• [Task goal]:
Your answer must be an exact copy of all the entries.

• [Records for the task]:
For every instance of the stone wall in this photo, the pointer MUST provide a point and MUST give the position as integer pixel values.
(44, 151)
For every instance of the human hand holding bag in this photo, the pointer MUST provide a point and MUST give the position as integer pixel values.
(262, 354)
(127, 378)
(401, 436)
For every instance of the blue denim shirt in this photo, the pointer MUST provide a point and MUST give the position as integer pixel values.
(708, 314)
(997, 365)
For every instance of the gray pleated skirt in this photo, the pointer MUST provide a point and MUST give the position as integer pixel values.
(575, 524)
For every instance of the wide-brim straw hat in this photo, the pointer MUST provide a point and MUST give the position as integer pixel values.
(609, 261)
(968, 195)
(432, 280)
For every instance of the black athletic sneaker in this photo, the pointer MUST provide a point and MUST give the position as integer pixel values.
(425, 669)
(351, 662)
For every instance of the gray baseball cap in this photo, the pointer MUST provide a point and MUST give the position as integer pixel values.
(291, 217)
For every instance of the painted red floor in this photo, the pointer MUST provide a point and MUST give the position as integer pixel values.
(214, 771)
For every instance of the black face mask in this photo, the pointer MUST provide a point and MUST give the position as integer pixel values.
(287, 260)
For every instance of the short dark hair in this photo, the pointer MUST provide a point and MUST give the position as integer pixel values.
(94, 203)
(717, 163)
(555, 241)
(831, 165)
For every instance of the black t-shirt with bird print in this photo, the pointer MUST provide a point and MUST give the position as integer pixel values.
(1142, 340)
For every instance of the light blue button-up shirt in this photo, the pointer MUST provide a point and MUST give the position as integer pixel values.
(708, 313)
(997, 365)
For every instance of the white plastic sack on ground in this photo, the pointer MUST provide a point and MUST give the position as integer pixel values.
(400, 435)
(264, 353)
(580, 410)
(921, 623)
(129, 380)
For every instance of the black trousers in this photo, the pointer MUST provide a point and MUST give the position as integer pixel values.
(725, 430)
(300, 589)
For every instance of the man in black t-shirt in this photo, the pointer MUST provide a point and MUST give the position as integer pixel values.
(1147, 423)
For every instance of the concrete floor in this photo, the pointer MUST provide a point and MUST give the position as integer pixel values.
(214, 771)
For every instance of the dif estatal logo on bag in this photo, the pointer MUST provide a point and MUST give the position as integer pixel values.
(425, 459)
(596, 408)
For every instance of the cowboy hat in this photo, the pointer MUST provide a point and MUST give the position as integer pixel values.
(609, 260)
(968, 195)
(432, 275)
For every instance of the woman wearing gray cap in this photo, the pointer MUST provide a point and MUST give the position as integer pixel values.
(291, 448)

• [Worked solution]:
For every instance of the stone wall in this photo, the pointer MUST provide a point and MUST give the position as integer pixel values.
(44, 151)
For every instance of the human hand holding bag in this photo, the pointer MUST provide a point and MUST give the position as integer pixel values.
(262, 354)
(127, 378)
(401, 436)
For every instance of the blue denim shirt in this photo, the pointer MUST provide a point and MUST give the position as integer pixel values.
(708, 314)
(997, 365)
For every instance of the gray pleated skirt in this photo, the pointer MUST provide a point and MUST give the position as integer pixel values.
(575, 524)
For every instance of the wide-brim straw hat in this photo, the pointer MUST provide a point and MUST give the position as integer pixel values.
(609, 261)
(968, 195)
(432, 280)
For every instance of the black athletic sneaker in this photo, the pointer MUST provide a point and MUST give the position as integer pixel values.
(425, 669)
(351, 662)
For every instance of the gray baseball cap in this photo, the pointer MUST provide a point and MUST give the position as integer pixel values.
(291, 217)
For every instance of the painted red floor in this photo, the pointer MUST provide a point and MUST give the position as integer pixel values.
(214, 771)
For every instance of the black face mask in this photo, the pointer MUST provide a point and MUST give the position as integer pixel values.
(287, 260)
For every instance of the short dark hair in this photo, the pointer MUST provide a point and MUST give the position as integer pixel values.
(94, 203)
(717, 163)
(555, 241)
(831, 165)
For every instance of the black t-shirt with bird print in this photo, the pointer MUST provide a point and MUST give the position as integer pixel values.
(1142, 340)
For every instance of the light blue button-up shirt in this photo, the pointer MUST provide a point and MUST give the position as integer pixel values.
(708, 313)
(997, 365)
For every instance of the white plastic sack on ground in this photo, the pointer MUST provide a point and MUST give the position as integer pixel values.
(400, 435)
(264, 353)
(580, 410)
(921, 623)
(129, 380)
For every instance of the black trousers in this photo, the pointer MUST provide a point and MUST give the position as integer pixel values.
(725, 430)
(300, 589)
For every instance of the man in black t-shirt in this photo, the pointer MUST provide a point and MUST give the position as integer pixel values.
(1147, 423)
For every instance of the concrete floor in this photo, the pointer MUST provide a point and MUST give the position as integer pixel values.
(214, 771)
For every instance of the dif estatal logo on bag in this photo, the pointer MUST provide a point and MUST give the position as integer pixel values.
(425, 459)
(596, 408)
For every instance of the cowboy hat in this photo, the pointer MUST provide a point and MUST give the position as integer pixel values.
(609, 260)
(968, 195)
(432, 275)
For every instance of the woman wearing gray cap in this photo, the pointer MUST provide a point and MUST give the position as integer pixel values.
(291, 448)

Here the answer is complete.